PARTS OF THE EXERCISE ->
1 > Please decide whether each statement agrees with the excerpt on Homeward Bound below, answering yes or no and quoting the words of the excerpt that settle it: (a) The 99 women on board range in age from 23 to 73. (b) At the Symposium at Sea, each woman has five minutes to tell her story. (c) The writer trained as a chemist.
2 > Carry on the excerpt about Homeward Bound from the point where it stops.

EXCERPT PROVIDED ->

►

Over 10 years, Homeward Bound will support 1000 women in STEMM to become more visible, strategic and collaborative leaders, who are committed to leading for a more sustainable future.
I’m a member of the Homeward Bound Faculty and the 99 women in front of me range in age from 23 to 73 and come from 34 different countries.
Why the focus on women?
Because despite many excellent initiatives to tackle gender equity in STEMM, inequity remains. We know women are still under-represented in STEM higher education and we are greatly underrepresented in senior academia, particularly at the level of full professor.
Women earn nearly one-third less than men within a year of completing a STEM PhD and in an Australian survey of women in STEMM, half of the respondents had experienced sexual harassment at work.
One of the highlights of the Homeward Bound onboard program is the Symposium at Sea in which each woman has three minutes to share her story.
It’s difficult to summarise these talks other than to say the resilience, ambition, passion, kindness and openness of these women absolutely blew me away. But what stood out most of all was how many of these talented, high-achieving women had suffered from harassment, bias and above all, being told they weren’t good enough and would struggle to achieve their goals.
Having the opportunity to share my own story with these women was an incredible privilege.
I’m an ecologist by training but around a decade ago I decided that the most useful thing I could do as a scientist was to help other scientists become more effective and engaging communicators.
I founded the University’s Science Communication Teaching Program and I now lead an incredibly talented team ensuring our undergraduate and postgraduate science students develop their written and spoken communication skills alongside their science training.

◄

COLLECTED MATERIAL ->

►

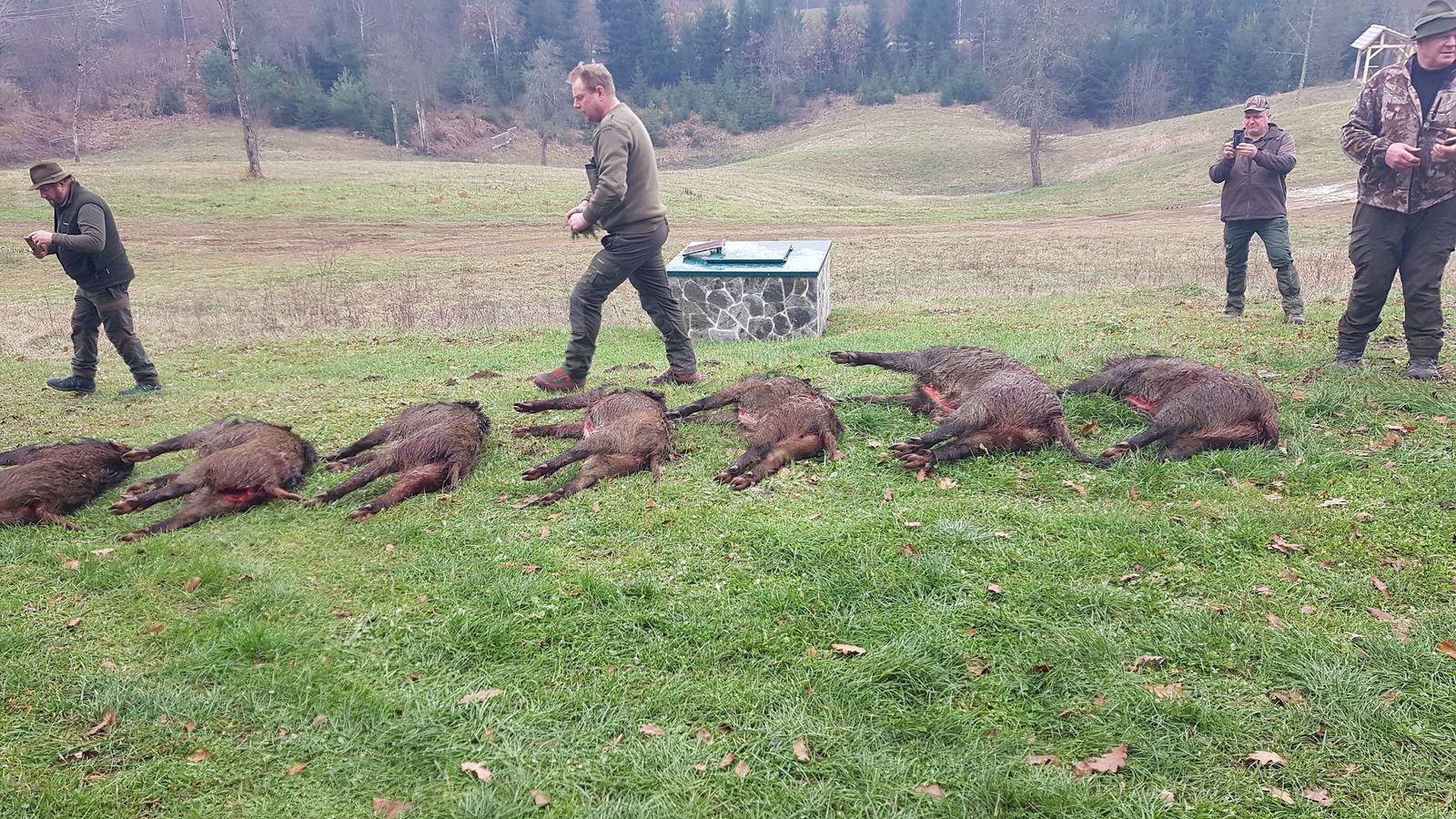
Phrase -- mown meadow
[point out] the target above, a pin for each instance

◄

RESULTS BY TASK ->
1 >
(a) Yes: "the 99 women in front of me range in age from 23 to 73"
(b) No: "each woman has three minutes to share her story"
(c) No: "I’m an ecologist by training"

2 >
We know these are the key skills that will assist our students to get the jobs they want, have successful careers and to have impact in the world.
My role in Homeward Bound is as a member of the Visibility Stream; the other streams are Leadership, Strategy and Science. Visibility encompasses three pillars.
Firstly, visibility to self — to understand our own values, strengths and weaknesses and to recognise that sometimes it’s the stories we tell ourselves that can become our biggest barriers.
Secondly, visibility to others. Being visible to others means we form working relationships built on trust and we can work collaboratively towards our goals.
The final pillar is collective visibility — understanding that we are stronger together and that we can use our own positions of leadership for greater purposes. These are exactly the messages I want to share with our students here at University too.
Each 12-month Homeward Bound program concludes with a three-week voyage in Antarctica because this fragile ecosystem at the bottom of the planet has so much to teach us.
We consider Antarctica to be the 13th member of our Faculty because it is so much more than just a backdrop to our learning.
The Antarctic Peninsula is the second-fastest warming place on Earth and while here, we’ve seen collapsing ice shelves and retreating glaciers.
Despite my very real fear about what is to become of Antarctica and our planet as a whole as our climate changes, I’m also deeply optimistic.
It’s never been more urgent for us to change the way humans live on our planet and to ensure this frozen wonderland is preserved for the future.
On this International Day of Girls and Women in Science, I know there are many people — women and men — who are working hard to ensure more girls and women enter and succeed in STEMM.
And I have no doubt that is part of the solution.